→ **本文**:
派遣契約の多くは3ヶ月毎に更新していきますが
期間を終了すれば、延長しないことは自由です。

もちろん派遣社員のほうから
「辞めたい」と終了するケースもあります。

派遣先の企業側は、基本的に
長期で安定して就業してくれることを望んでいます。
そのため、派遣先から終了を打診されることは
それほど多くはありません。
(契約期間満了を除く)

派遣契約の更新の有無については
契約期間の1ヶ月前に確定させる必要があります。

今は5月なので「6月末までの契約」が対象で
派遣スタッフさん、派遣先企業の双方に
更新意向の確認を行います。

私の担当内では68名が更新確認の対象で
うち2名について、悲しいことに
派遣先から「契約終了」の打診がありました。

それを、本人に伝えるわけですが
本当につらい仕事なんです。




派遣先から契約終了にされる理由


派遣先から更新を見送られる理由
(いわゆる会社都合の終了)としては
主に以下の4つが挙げられます。

・業績不振や人件費カット
・体制変更や業務量の減少

・本人のスキル不足等のミスマッチ
・本人の勤怠や勤務態度の問題

近年のコロナ禍による業績不振の影響は
やはり大きかったですね。
コストカットの矛先が向いてしまい、
現場から断腸の思いで終了になった人もいます。

他にも新卒社員の入社や人事異動など
組織編成のタイミングで派遣ポジション自体が
クローズになることもあります。

これらの理由は派遣社員側の問題ではなく
不可抗力によるものです。
つらいことですが、本人へ伝える際には
事実をありのまま説明し終了告知をします。

もちろんショックを受ける方が多いものの
「その理由なら仕方がない」と
比較的受け入れてもらいやすい印象です。

悩ましいのは、派遣スタッフ自身に問題があって終了になるケースです。

遅刻や欠勤が多いなど、勤怠不良の人は
当然ですが更新を見送られる可能性が高いです。
無断欠勤は言語道断ですね。

また、勤務態度が悪いと判断されて
契約終了になる人もいます。

そして、派遣会社の担当として一番つらいのは
スキル不足による終了です。

本人は一生懸命取り組んでいるのに、
「PCスキルが足りない」
「事務処理能力が不足(ミスが多いなど)」
「仕事の覚えが遅い」
「任せられない」
「コミュニケーションが取りづらい」
などの理由で
スタッフチェンジを求められることがあります。

つらい終了告知


人材派遣において
派遣スタッフを雇用しているのは派遣会社なので、契約の終了は担当営業から本人へ伝えることになります。

当たり前ですが、契約終了をお伝えすると
多くの方がショックを受けます。
その理由が業務習熟度や取り組み方の問題と言われれば、尚更です。

実際、伝えると泣き出す方もいらっしゃいます。
そんな時に差し出せるよう、営業カバンにはポケットティッシュを常備しています。

→ **作業 a**:
記録の中から、文字列「star」を含む行をすべて示す。大文字と小文字は区別する。

→ **データ部**:
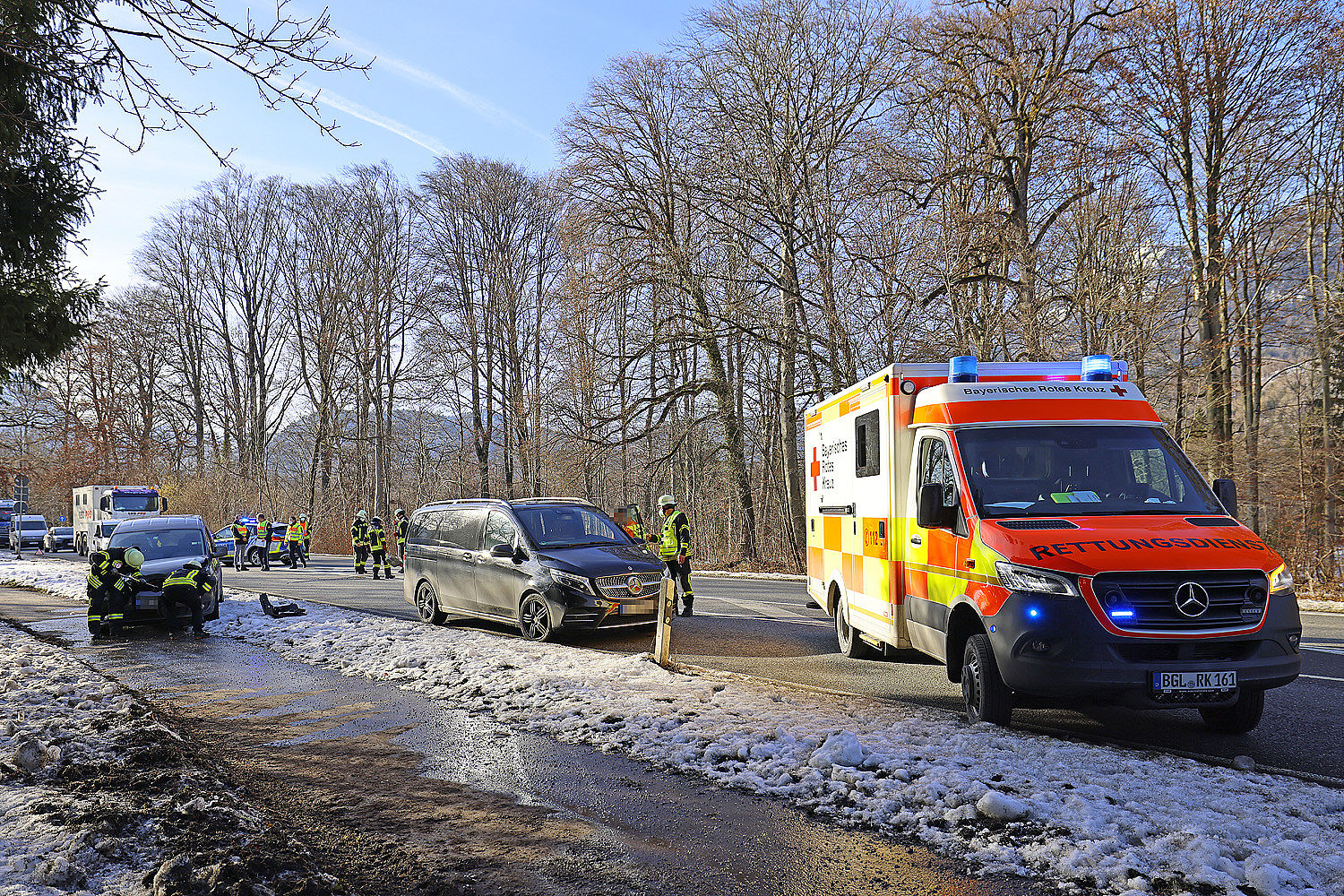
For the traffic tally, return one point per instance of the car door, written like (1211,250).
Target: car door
(935,555)
(499,581)
(457,544)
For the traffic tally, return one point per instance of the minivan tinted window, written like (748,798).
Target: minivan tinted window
(461,528)
(569,527)
(159,544)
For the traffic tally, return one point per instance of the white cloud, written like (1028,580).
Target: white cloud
(365,113)
(476,104)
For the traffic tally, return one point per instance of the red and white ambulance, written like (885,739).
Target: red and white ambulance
(1035,527)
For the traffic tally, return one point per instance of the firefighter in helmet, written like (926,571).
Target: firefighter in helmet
(675,549)
(378,547)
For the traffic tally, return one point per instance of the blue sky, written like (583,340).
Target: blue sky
(486,78)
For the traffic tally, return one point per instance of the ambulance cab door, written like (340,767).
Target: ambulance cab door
(933,575)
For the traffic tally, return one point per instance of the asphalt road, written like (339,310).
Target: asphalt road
(763,627)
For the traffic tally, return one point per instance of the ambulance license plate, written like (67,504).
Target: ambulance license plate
(1182,681)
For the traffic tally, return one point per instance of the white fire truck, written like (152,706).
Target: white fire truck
(96,504)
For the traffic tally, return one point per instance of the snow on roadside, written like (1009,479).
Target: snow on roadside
(1094,817)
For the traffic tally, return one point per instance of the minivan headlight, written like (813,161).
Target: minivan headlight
(575,582)
(1016,578)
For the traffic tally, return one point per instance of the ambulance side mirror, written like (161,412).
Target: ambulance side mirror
(930,512)
(1226,493)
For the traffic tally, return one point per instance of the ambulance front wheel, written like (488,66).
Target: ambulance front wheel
(988,699)
(1239,718)
(851,643)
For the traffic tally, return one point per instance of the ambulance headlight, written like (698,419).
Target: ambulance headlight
(1016,578)
(1097,367)
(1279,581)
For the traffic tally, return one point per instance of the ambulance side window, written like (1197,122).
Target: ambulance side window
(935,468)
(867,449)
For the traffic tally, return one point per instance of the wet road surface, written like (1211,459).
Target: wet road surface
(763,627)
(682,834)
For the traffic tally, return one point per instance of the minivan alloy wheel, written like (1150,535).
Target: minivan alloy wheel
(534,618)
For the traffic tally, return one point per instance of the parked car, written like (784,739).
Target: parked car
(34,532)
(168,541)
(61,538)
(279,546)
(102,532)
(543,564)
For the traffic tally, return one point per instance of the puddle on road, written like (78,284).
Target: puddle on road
(687,836)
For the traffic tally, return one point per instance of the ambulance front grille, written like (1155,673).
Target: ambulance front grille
(1152,595)
(1038,524)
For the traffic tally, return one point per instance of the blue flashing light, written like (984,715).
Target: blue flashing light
(1097,367)
(962,370)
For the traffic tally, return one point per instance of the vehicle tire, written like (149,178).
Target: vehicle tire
(988,699)
(851,645)
(426,605)
(534,618)
(1239,718)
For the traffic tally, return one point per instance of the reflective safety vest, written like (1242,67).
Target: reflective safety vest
(676,535)
(185,576)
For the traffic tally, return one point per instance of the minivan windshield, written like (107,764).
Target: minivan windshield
(1080,470)
(569,527)
(160,544)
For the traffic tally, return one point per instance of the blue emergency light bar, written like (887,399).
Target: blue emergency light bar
(962,370)
(1097,367)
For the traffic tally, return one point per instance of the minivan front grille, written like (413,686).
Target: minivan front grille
(1234,598)
(616,587)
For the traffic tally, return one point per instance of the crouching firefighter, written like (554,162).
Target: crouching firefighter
(113,579)
(378,546)
(187,587)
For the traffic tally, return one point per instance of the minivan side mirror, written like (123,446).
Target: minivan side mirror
(1226,493)
(930,512)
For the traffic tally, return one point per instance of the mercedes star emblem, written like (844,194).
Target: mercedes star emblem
(1191,598)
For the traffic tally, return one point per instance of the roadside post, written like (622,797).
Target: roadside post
(663,634)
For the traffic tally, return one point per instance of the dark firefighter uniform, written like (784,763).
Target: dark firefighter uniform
(359,543)
(676,541)
(378,546)
(402,528)
(188,587)
(112,583)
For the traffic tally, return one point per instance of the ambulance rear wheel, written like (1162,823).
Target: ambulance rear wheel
(851,643)
(1239,718)
(988,699)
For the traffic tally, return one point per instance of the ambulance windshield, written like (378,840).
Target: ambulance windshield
(1080,470)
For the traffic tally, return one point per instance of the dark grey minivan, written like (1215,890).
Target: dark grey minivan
(543,564)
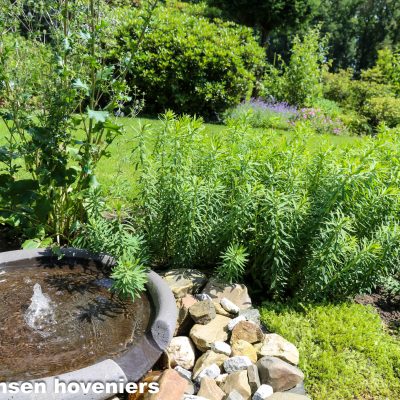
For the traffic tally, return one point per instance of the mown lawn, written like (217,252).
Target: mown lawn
(117,173)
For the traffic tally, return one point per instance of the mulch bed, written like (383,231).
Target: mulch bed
(387,307)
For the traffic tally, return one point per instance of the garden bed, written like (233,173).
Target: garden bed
(387,307)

→ **作業 b**:
本文について次の問いに答える。
(i) 派遣契約の多くは何ヶ月毎に更新されるか。
(ii) 担当内で更新確認の対象は何名で、そのうち派遣先から「契約終了」の打診があったのは何名か。
(iii) 営業カバンに常備しているものは何か。

→ **回答 a**:
For the traffic tally, return one point per instance of the mercedes star emblem, written like (844,194).
Target: mercedes star emblem

→ **回答 b**:
(i) 3ヶ月毎
(ii) 対象は68名で、そのうち2名
(iii) ポケットティッシュ